— YOUR TASKS —
(A) Using the text on shadow banking, decide whether each statement agrees with it: (i) the shadow banking sector has access to central bank support; (ii) instability from shadow banking contributed to the collapse of Lehman Brothers; (iii) shadow banking in Europe is worth over €50 trillion. For each, answer yes or no and quote the words of the text that decide it.
(B) According to the text on shadow banking, what share of the global financial system do shadow banking assets now account for?
(C) Turn the paragraph of the text on shadow banking beginning "Most of the regulatory requirements" into a short bulleted list that keeps its main facts.

Most of the regulatory requirements imposed on the financial sector since the economic slump of 2008 have been focused on the mainstream banking system. But the shadow banking sector – which includes hedge funds, private equity and securitisation – engages in activities similar to banks and yet has traditionally been supervised more lightly and does not have access to central bank support or safeguards such as deposit insurance and debt guarantees.

While the shadow banking sector helps to provide financial liquidity to the banking sector, it has also created instability in the global financial system in recent years. This instability contributed to the collapse of Lehman Brothers in 2008 and helped to freeze global credit markets during the financial crisis.

Remedying the causes of financial instability

Globally, the total amount of shadow banking assets has more than doubled to over €50 trillion over the last decade and now accounts for almost a third of the global financial system. In Europe, shadow banking is worth over €23 trillion.

— MATERIAL PROVIDED —
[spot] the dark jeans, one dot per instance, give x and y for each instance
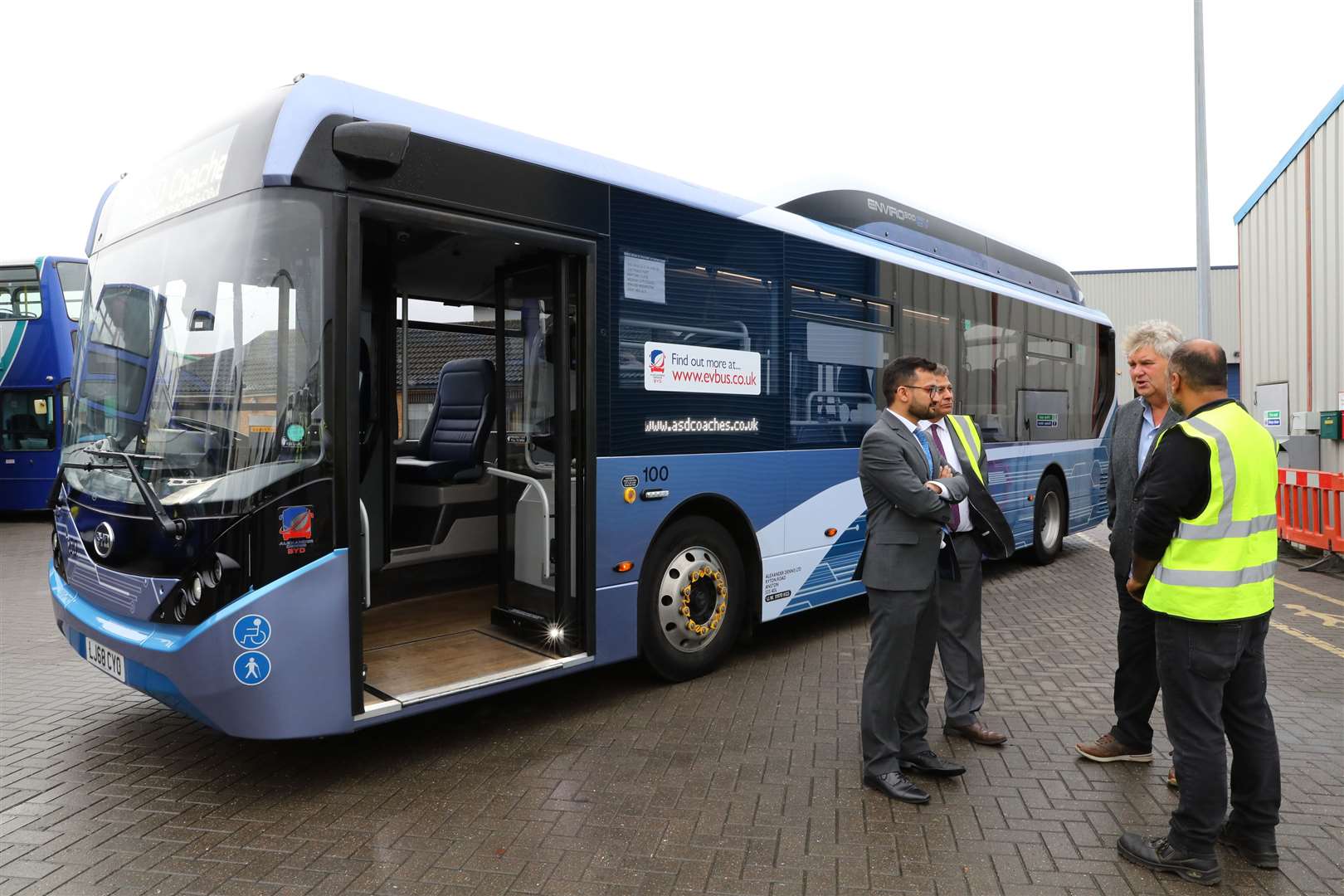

— TASK ANSWERS —
(A)
(i) No: "does not have access to central bank support or safeguards such as deposit insurance and debt guarantees."
(ii) Yes: "This instability contributed to the collapse of Lehman Brothers in 2008."
(iii) No: "In Europe, shadow banking is worth over €23 trillion."

(B) Almost a third of the global financial system.

(C)
- Since the economic slump of 2008, most new regulatory requirements have targeted the mainstream banking system.
- The shadow banking sector includes hedge funds, private equity and securitisation, and it carries out activities similar to banks.
- It has traditionally been supervised more lightly.
- It lacks access to central bank support and to safeguards such as deposit insurance and debt guarantees.